WHAT TO PRODUCE:
Take the entries below and print all of them exactly, please.

Data excerpts:

++++++

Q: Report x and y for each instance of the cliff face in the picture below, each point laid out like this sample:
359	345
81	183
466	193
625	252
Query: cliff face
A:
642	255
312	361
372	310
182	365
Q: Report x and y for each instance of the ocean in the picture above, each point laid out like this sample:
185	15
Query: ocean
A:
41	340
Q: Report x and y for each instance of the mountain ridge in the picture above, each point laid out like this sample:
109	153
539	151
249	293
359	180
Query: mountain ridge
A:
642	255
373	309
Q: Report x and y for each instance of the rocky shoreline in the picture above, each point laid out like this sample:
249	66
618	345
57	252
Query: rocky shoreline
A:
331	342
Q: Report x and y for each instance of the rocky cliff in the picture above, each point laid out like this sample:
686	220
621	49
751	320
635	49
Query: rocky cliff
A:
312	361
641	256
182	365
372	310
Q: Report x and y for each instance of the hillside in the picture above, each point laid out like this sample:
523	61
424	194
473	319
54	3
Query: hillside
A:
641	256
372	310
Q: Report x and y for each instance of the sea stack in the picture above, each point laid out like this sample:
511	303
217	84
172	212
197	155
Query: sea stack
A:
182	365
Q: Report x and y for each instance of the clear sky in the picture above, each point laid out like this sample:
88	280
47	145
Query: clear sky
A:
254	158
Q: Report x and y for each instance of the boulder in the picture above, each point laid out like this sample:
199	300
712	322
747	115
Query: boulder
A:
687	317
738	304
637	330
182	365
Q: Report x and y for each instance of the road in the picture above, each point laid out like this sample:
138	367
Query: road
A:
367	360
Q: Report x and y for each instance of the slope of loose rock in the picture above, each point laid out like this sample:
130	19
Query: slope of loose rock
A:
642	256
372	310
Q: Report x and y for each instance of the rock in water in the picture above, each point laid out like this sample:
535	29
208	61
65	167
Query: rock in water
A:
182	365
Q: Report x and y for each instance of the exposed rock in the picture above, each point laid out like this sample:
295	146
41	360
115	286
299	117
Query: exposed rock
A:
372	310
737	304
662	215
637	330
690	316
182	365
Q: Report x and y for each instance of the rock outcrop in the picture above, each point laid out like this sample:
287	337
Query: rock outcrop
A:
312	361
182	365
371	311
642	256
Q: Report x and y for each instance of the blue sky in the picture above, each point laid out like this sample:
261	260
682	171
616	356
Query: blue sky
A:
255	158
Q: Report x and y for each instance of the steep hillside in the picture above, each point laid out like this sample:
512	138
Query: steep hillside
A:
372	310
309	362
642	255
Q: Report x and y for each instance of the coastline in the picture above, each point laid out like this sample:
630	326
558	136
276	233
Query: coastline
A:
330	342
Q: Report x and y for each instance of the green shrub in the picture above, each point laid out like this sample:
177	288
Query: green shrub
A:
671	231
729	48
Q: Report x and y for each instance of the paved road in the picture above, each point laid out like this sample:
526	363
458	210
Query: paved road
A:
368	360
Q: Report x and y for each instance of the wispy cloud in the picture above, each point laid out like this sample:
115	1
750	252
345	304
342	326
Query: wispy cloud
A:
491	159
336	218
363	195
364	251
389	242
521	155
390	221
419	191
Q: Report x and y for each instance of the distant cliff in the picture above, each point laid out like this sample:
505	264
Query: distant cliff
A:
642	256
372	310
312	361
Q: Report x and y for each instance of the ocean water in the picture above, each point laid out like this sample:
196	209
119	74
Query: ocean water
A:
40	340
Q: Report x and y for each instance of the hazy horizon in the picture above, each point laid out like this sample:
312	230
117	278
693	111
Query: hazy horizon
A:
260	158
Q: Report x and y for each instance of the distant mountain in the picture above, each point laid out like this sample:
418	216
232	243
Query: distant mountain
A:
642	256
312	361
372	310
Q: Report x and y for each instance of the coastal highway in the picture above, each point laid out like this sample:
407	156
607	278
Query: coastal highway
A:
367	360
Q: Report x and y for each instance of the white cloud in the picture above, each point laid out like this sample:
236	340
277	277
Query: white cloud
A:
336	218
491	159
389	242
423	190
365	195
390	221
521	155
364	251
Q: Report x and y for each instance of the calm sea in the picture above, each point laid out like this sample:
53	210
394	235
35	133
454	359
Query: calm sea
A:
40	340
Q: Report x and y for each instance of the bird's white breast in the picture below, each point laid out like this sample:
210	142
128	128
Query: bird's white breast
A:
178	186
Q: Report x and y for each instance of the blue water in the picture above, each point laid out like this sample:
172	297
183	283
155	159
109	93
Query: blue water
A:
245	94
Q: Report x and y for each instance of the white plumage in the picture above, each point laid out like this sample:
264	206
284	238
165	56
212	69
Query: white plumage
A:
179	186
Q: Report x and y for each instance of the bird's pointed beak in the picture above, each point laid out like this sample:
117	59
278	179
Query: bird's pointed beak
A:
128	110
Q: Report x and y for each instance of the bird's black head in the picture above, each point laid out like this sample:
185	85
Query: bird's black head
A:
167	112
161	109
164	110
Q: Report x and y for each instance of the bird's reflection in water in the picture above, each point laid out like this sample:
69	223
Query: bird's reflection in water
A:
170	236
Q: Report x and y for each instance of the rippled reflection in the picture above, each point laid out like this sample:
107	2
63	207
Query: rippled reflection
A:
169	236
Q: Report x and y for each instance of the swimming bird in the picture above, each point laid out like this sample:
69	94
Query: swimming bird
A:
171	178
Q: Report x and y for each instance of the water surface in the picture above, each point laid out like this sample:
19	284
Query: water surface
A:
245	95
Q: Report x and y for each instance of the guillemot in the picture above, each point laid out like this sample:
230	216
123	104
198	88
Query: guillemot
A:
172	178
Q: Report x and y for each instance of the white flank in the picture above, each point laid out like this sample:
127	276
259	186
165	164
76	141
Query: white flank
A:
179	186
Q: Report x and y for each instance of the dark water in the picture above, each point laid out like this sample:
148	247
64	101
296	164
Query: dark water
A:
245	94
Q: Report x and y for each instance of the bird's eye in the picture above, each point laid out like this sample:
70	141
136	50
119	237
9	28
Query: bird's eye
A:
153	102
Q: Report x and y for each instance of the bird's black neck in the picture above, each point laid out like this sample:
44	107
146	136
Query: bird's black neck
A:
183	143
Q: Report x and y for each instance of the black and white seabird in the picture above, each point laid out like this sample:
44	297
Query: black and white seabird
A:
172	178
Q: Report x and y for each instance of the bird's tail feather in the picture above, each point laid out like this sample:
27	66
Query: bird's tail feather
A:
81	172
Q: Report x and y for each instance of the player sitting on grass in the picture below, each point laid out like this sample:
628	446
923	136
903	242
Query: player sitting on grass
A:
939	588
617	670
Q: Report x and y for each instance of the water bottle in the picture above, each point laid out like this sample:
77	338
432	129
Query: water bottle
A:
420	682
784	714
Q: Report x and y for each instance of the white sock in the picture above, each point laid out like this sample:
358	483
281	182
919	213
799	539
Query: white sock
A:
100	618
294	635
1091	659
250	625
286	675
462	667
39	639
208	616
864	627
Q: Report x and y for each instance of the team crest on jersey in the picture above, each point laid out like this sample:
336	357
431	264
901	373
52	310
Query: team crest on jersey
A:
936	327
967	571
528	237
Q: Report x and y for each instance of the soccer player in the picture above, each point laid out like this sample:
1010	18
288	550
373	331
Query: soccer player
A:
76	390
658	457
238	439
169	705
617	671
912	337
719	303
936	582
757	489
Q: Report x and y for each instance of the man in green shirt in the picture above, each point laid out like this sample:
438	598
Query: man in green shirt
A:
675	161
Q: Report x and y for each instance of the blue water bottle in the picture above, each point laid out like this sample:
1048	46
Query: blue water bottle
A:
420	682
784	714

++++++

YOUR RESPONSE:
Q: Report x and y for each instance of the cliff face in the picture below, each point laid out like this sample:
359	345
81	183
466	193
625	252
Query: cliff face
A:
642	255
312	361
372	310
182	365
Q: Report x and y for each instance of the ocean in the picture above, each point laid out like this sample:
185	15
Query: ocean
A:
41	340
Q: Report x and y for each instance of the mountain ridge in the picture above, each point laid out like this sample:
109	153
539	151
249	293
359	180
Query: mountain ridge
A:
642	255
373	309
Q: Report x and y for each instance of the rocky shoreline in the picture above, each point laid out like this sample:
249	66
618	345
57	252
Query: rocky shoreline
A:
331	342
Q: Report x and y for each instance of the rocky cliff in the picture above, each point laid out like this sample:
686	220
621	49
751	320
635	49
Query: rocky cliff
A:
312	361
641	256
182	365
372	310
Q: Report x and y for each instance of the hillside in the picture above, each point laid out like this sample:
523	61
424	194
473	319
54	3
Query: hillside
A:
641	256
372	310
Q: Report x and y for each instance of the sea stack in the picture above, each point laid out like this sample:
511	303
217	84
172	212
197	155
Query: sea stack
A:
182	365
Q: Report x and y for each instance of the clear sky in the picture above, each point laid out like this sample:
88	280
47	145
Query: clear sky
A:
254	158
Q: Report x and y for each instance of the boulder in the picture above, each point laid out like this sample:
199	300
712	322
747	115
Query: boulder
A:
687	317
738	304
637	330
182	365
Q: Report x and y for each instance of the road in the picture above, each point laid out like this sample:
138	367
Query: road
A:
367	360
Q: Report x and y for each instance of the slope of loose rock in the picture above, each point laid out like this sample:
130	19
Query: slope of loose rock
A:
642	256
372	310
Q: Report x and y for each instance of the rock in water in the picture above, each point laid out like this sample:
535	29
208	61
65	167
Query: rock in water
A:
182	365
Q: Report x and y for each instance of the exposed rock in the picture above, each point laid out like this sample:
295	146
41	360
115	286
299	117
Query: exposed rock
A:
372	310
737	304
662	215
637	330
690	316
182	365
Q: Report x and y for each instance of the rock outcrop in the picture above, each point laid out like this sample:
287	337
Query: rock outcrop
A:
312	361
182	365
371	311
642	256
Q: Report x and y for each instance of the blue sky in the picture above, each point laid out like this sample:
261	260
682	171
616	356
Query: blue sky
A:
255	158
Q: Report x and y for each instance of the steep hillside in the picture above, each point laid out like this sample:
512	138
Query: steep hillside
A:
372	310
309	362
642	255
Q: Report x and y for each instance of the coastline in the picture above, each point laid out like this sample:
630	326
558	136
276	233
Query: coastline
A:
330	342
Q: Report x and y for each instance of the green shrub in the picture above, each point laid out like this sample:
177	288
Query: green shrub
A:
671	231
729	48
Q: Report x and y for each instance of the paved road in the picture above, each point laid out like this sample:
526	363
458	210
Query: paved road
A:
368	360
Q: Report x and y for each instance of the wispy cloud in the picture above, each point laid out like this sample:
115	1
750	252
345	304
342	326
Query: wispy cloud
A:
491	159
336	218
363	195
364	251
389	242
521	155
390	221
419	191
Q: Report x and y for each instance of the distant cliff in the picture above, each point laid out like this sample:
505	264
Query: distant cliff
A:
642	256
372	310
312	361
Q: Report x and y for each instance of the ocean water in the picture above, each point laid out like this sample:
196	209
119	74
Query: ocean water
A:
40	340
Q: Report x and y for each instance of the hazy horizon in the picture above, each point laid out like this sample:
312	230
117	278
693	111
Query: hazy horizon
A:
260	158
Q: Report x and y for each instance of the distant mountain in the picture above, each point laid out like this sample:
418	216
232	243
Query: distant mountain
A:
642	256
312	361
372	310
Q: Report x and y for each instance of the coastal highway in the picture above, each point laid out like this sample:
407	156
607	278
Query: coastal highway
A:
367	360
Q: Report x and y for each instance of the white cloud in the picture above, each point laid out like this sample:
236	340
277	277
Query: white cloud
A:
336	218
491	159
389	242
423	190
365	195
390	221
521	155
364	251
Q: Report x and y for each instance of the calm sea in the picture above, each point laid out like this sample:
53	210
394	235
35	133
454	359
Query: calm sea
A:
40	340
Q: Report x and y for each instance of the bird's white breast in the picture below, each point laid out like this sample:
210	142
128	128
Query: bird's white breast
A:
178	186
Q: Report x and y for each instance of the blue water in the picture above, each point laid out like this sample:
172	297
183	283
155	159
109	93
Query: blue water
A:
245	94
Q: Report x and y for each instance of the white plumage in the picture above, each point laid out like this sample:
264	206
284	238
165	56
212	69
Query: white plumage
A:
179	186
Q: Report x and y for each instance of the bird's pointed beak in the picture above, each point laid out like this sample:
117	59
278	179
Query: bird's pointed beak
A:
128	110
Q: Report x and y for each instance of the bird's black head in the picture above, each point laid out like this sample:
185	85
Query: bird's black head
A:
167	112
161	109
164	110
Q: Report x and y for each instance of the bird's reflection in water in the picture above, each point laid out like this sample:
69	223
Query: bird's reflection in water
A:
170	236
Q: Report x and y for each instance of the rippled reflection in the picture above, each point laid out like this sample:
107	2
63	207
Query: rippled reflection
A:
169	236
Q: Report x and y for each instance of the swimming bird in the picture above, each point laid out like this sample:
69	94
Query: swimming bird
A:
171	178
Q: Report x and y for each instance of the water surface in the picture above, each point laid out like this sample:
19	284
Query: water surface
A:
245	95
Q: Report x and y for each instance of the guillemot in the picture above, each point laid out like this sample:
230	216
123	104
198	88
Query: guillemot
A:
172	178
Q: Report x and y for each instance of the white flank in the picture above, each point laid out like this sample:
127	276
259	186
165	164
76	141
Query: white flank
A:
179	186
Q: Report x and y for each instance of the dark water in the picture above, each point laid out like this sample:
148	247
64	101
296	164
Query: dark water
A:
245	94
Q: Report x and y for each instance of the bird's eye in the picture above, each point laid out like this sample:
70	141
136	50
119	237
9	28
Query: bird's eye
A:
153	102
Q: Report x and y for each instance of the bird's black neck in the picture above, each point laid out like this sample:
44	107
146	136
Query: bird's black neck
A:
183	143
Q: Report x and y for each instance of the black and white seabird in the picture above, each point laid out like this sample:
44	297
Query: black and white seabird
A:
172	178
Q: Report x and y for each instance of the bird's tail feather in the picture above, each point laid out like this sample:
27	66
Query: bird's tail feather
A:
81	172
Q: Report x and y for each instance of the player sitting on grass in the picture below, each point laid out like this sample:
628	446
923	136
903	242
Query: player sitting on grass
A:
939	588
617	670
Q: Report x and y for each instance of the water bottle in the picture above, each point laid out like this sample:
77	338
432	129
Query: water bottle
A:
420	682
784	714
Q: Report x and y for each instance of the white sock in the picture above, each point laid out like this sample:
358	483
281	182
919	213
799	539
Query: white sock
A:
100	618
294	635
1091	659
250	625
286	675
462	667
39	639
208	616
864	627
Q: Report x and y for each instance of the team crest on jersey in the picture above, each point laid out like this sample:
336	357
431	264
901	373
52	310
Query: team crest on jersey
A:
936	327
967	571
528	237
Q: Report x and y for each instance of the soccer player in the picture above, each point laid out like this sample:
1010	18
288	550
373	331
Query: soccer player
A:
76	390
658	457
238	439
169	705
617	671
912	337
719	303
936	582
757	489
Q: Report x and y for each instance of the man in green shirt in the picture above, each point laid out like this sample:
438	598
Query: man in green shirt
A:
675	161
Q: Report x and y for each instance of the blue water bottle in the picture above, each point laid out like this sample:
1048	46
Query: blue water bottle
A:
420	682
784	714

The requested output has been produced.